• [Exercises to complete]
a. Using the forum thread on The Quatermass Experiment below, decide whether each statement agrees with it: (i) the remake was made in 2005 with Nigel Kneale as special consultant; (ii) the poster SpaceShip has already watched the modern version; (iii) ray gower says the remake was filmed in black and white. Answer yes or no for each, quoting the deciding words of the thread.
b. Retype the passage of the forum thread on The Quatermass Experiment below, from "A remake has" up to and including "done the BBC.".

# The Quatermass Experiment.....



## mosaix (Nov 26, 2006)

A remake has just been shown on BBC4.

I ahve to say I thoroughly enjoyed it although it didn't have the original 'spooky' feel about it that the original had.

One good thing is that it wasn't 'over produced' like so much TV nowadays. What I mean by that is that some lines were fluffed but still left in and there were hardly any special affects and those that there were were under-played. All-in-all a good attempt at re-creating the original.

Well done the BBC.

BTW it was made in 2005 and Nigel Kneale was 'special consultant'. Nice to see that they did it before he passed away.


----------



## The Upright Man (Nov 26, 2006)

well aint this post popular


----------



## The Upright Man (Nov 26, 2006)

sorry only just realise it was created 15mins ago.

i thought it was an old topic.

my bad


----------



## SpaceShip (Nov 26, 2006)

I think there is another thread about this somewhere in the corridors.  However, like you, mosaix, I loved the original one - it was done donkey's years ago and I can remember it being a "hide behind the sofa" viewing.  Not seen the more modern version and will now have to wait and see if it comes back on again.  Thanks for the post.


----------



## ray gower (Dec 5, 2006)

To be honest the remake was pretty poor compared to the original. Take your pick over generally poor acting or total dearth of sets (The same room in the warehouse doubling for everything from a high tech control room [a single laptop?] to St Pauls Cathedral). Not helped by being a single sitting or indeed being filmed in colour- Black and white always adds atmosphere on its own.

Better to get the Hammer film version or better still the BBC Quatermass Collection, though some of the episodes are, I believe, missing


----------



## Kostmayer (Dec 5, 2006)

I remember then Channel 4 used to show films like Quatermass and The Pit, or King Kong vs Godzilla, at silly times like 2am. I used to love staying up to watch them.


----------



## Blue Tyson (Dec 26, 2006)

Didn't know about this - so it wasn't much good?


----------



## mosaix (Dec 26, 2006)

I thought it was excellent. Done in the spirit of the original.


----------

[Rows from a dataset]
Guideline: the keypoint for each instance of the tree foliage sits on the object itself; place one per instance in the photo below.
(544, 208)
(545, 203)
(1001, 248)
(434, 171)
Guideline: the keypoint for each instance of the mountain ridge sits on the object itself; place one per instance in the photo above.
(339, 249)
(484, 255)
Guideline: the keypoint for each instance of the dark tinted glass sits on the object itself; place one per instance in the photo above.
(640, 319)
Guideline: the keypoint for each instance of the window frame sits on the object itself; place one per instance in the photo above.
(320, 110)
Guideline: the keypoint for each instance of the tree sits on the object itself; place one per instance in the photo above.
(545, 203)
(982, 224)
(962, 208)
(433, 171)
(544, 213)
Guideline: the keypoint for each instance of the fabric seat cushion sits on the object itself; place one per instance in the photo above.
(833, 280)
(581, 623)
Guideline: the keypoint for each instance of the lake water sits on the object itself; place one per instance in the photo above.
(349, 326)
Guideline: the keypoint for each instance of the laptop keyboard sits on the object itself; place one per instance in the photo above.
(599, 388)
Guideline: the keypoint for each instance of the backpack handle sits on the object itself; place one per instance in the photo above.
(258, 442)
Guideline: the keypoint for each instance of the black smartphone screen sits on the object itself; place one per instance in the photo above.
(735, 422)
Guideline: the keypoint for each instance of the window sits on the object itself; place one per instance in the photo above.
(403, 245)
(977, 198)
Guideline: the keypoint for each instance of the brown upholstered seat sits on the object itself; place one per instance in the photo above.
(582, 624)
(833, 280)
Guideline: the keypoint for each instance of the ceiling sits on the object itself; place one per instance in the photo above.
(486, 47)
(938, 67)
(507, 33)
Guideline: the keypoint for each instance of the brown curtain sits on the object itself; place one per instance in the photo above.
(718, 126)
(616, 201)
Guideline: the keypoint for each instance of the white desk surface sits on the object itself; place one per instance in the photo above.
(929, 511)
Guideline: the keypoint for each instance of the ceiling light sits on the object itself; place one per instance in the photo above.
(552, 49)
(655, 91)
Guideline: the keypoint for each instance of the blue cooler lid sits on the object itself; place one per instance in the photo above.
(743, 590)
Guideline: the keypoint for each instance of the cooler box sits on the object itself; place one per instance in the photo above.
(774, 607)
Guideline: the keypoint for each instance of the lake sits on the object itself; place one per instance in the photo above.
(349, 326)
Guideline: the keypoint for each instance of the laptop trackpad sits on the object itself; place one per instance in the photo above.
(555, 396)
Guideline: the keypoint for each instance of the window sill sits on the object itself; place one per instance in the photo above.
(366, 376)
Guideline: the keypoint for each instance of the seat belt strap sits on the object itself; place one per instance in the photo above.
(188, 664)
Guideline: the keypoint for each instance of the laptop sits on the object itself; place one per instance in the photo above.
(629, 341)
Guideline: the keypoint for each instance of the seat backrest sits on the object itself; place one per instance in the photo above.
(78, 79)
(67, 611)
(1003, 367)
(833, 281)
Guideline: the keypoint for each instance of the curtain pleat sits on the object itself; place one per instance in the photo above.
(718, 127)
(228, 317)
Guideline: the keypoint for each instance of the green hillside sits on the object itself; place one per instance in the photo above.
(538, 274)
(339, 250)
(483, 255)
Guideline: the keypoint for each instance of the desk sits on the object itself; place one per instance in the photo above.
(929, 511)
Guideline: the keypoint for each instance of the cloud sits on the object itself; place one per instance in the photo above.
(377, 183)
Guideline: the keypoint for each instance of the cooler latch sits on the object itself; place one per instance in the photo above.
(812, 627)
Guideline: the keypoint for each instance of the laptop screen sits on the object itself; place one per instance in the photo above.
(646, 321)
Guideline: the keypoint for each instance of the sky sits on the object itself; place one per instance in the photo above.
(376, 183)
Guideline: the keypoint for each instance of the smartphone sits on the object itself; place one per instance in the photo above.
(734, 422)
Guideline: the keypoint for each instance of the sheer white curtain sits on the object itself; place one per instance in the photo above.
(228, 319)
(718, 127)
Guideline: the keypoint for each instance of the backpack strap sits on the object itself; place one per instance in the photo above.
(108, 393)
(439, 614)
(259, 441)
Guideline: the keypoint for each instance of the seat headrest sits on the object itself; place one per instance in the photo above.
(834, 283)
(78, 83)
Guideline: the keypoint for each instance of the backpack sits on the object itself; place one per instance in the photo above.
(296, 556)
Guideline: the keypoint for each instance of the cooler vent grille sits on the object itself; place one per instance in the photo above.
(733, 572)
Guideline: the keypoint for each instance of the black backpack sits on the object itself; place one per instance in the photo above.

• [Task-by-task outputs]
a.
(i) Yes: "BTW it was made in 2005 and Nigel Kneale was 'special consultant'."
(ii) No: "Not seen the more modern version and will now have to wait and see if it comes back on again."
(iii) No: "Not helped by being a single sitting or indeed being filmed in colour- Black and white always adds atmosphere on its own."

b.
A remake has just been shown on BBC4.

I ahve to say I thoroughly enjoyed it although it didn't have the original 'spooky' feel about it that the original had.

One good thing is that it wasn't 'over produced' like so much TV nowadays. What I mean by that is that some lines were fluffed but still left in and there were hardly any special affects and those that there were were under-played. All-in-all a good attempt at re-creating the original.

Well done the BBC.